*Text passage*.

□ □ □

Sonsig, Nimbus - are tops in my collection as well.

2CAudio and FabFilter is up there too.

I even have a few Waves reverbs that are STELLAR: Abbey Road Plates and Chambers

PSP has their plate and springs that are simply gorgeous.

-

same here about the interest in v3 - may grab it just get on that train.


----------



## cchristensson (Oct 2, 2019)

The Relab is by me a great reverb. The random hall is always on my mixbus. Had it since in beta. 
Glues things together and just sounds great.


----------



## averystemmler (Oct 2, 2019)

I've never used the original hardware so I can't comment on how accurate it is, but I've become quite enamored with LX480. Of the the Relab products, it's the one that I keep coming back to.

Though, I have to add, operating a LARC with a mouse will never stop being a little obnoxious to me.


----------



## Jediwario1 (Oct 2, 2019)

Henu said:


> What the hell? :( This is from their website:
> 
> $349.00 -> $299.00
> 
> Did they just made the discount worse or what's the deal here? Or did you get some sort of a code in your email as it mentions the "list member" and didn't mention it?



Use the promo code "LEGEND"


----------



## SoNowWhat? (Oct 2, 2019)

Always interesting to hear what other people prefer and use.

My favourite verb is ReLab's VSR S24. I am seriously considering the LX480 too with this discount. I trialed both (LX and S24) when I bought S24 but could only swing one with available budget. The S24 preset Large Warm Hall (TS) is wonderful (to my ears and on my set-up). I did get Sonsig on release but have yet to really get to grips with it. I haven't had a lot of success yet. I am quite prepared to put that down to me and not ReLab in any way who have been nothing short of accommodating to me with support.

Annnnd I'm still holding out on Spaces II. I am SoNowWhat? and I have a reverb problem.

Edit - and to answer your question @Zoot_Rollo yes, I think it is worth the price. IMHO. There is a trial option before you buy.


----------



## gsilbers (Oct 3, 2019)

gsilbers said:


> i bought it a while ago and they change the website so i contacted them to update my account and make sure everything is ok to sell. now that i checked. i do have the complete and also the random hall.
> price will be lower than whatever sale they have now.




this was their response:

_Thank you for contacting us.

We are working on a way to import 3rd party products to a Relab account. We have no ETA yet when it will be possible.
Please check with us again in a month or two._


I dont think customer service is their forte


----------



## Henu (Oct 3, 2019)

Jediwario1 said:


> Use the promo code "LEGEND"



<3 Thank you, bought!


----------



## averystemmler (Oct 3, 2019)

gsilbers said:


> this was their response:
> 
> _Thank you for contacting us.
> 
> ...



I have so many questions.


----------



## Zoot_Rollo (Oct 3, 2019)

□ □ □

*Data extract*.
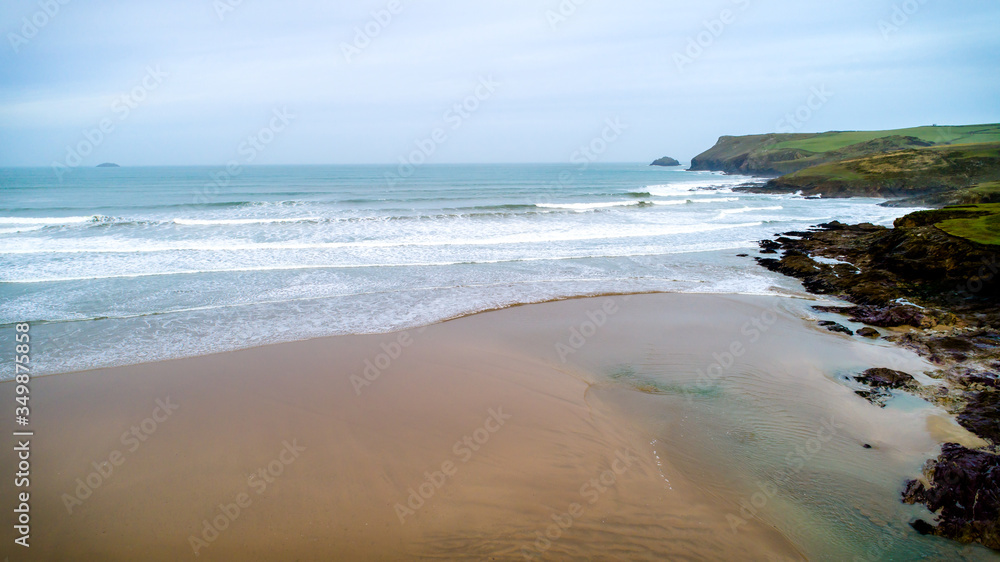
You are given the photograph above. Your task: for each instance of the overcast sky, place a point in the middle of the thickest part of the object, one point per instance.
(221, 68)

□ □ □

*Problems*.
a) In the forum thread, which reverb does cchristensson say is always on the mixbus?
b) Write out the stretch of the forum thread from "Always interesting to" through "before you buy.".

*Task-by-task solutions*.
a) The random hall.

b)
Always interesting to hear what other people prefer and use.

My favourite verb is ReLab's VSR S24. I am seriously considering the LX480 too with this discount. I trialed both (LX and S24) when I bought S24 but could only swing one with available budget. The S24 preset Large Warm Hall (TS) is wonderful (to my ears and on my set-up). I did get Sonsig on release but have yet to really get to grips with it. I haven't had a lot of success yet. I am quite prepared to put that down to me and not ReLab in any way who have been nothing short of accommodating to me with support.

Annnnd I'm still holding out on Spaces II. I am SoNowWhat? and I have a reverb problem.

Edit - and to answer your question @Zoot_Rollo yes, I think it is worth the price. IMHO. There is a trial option before you buy.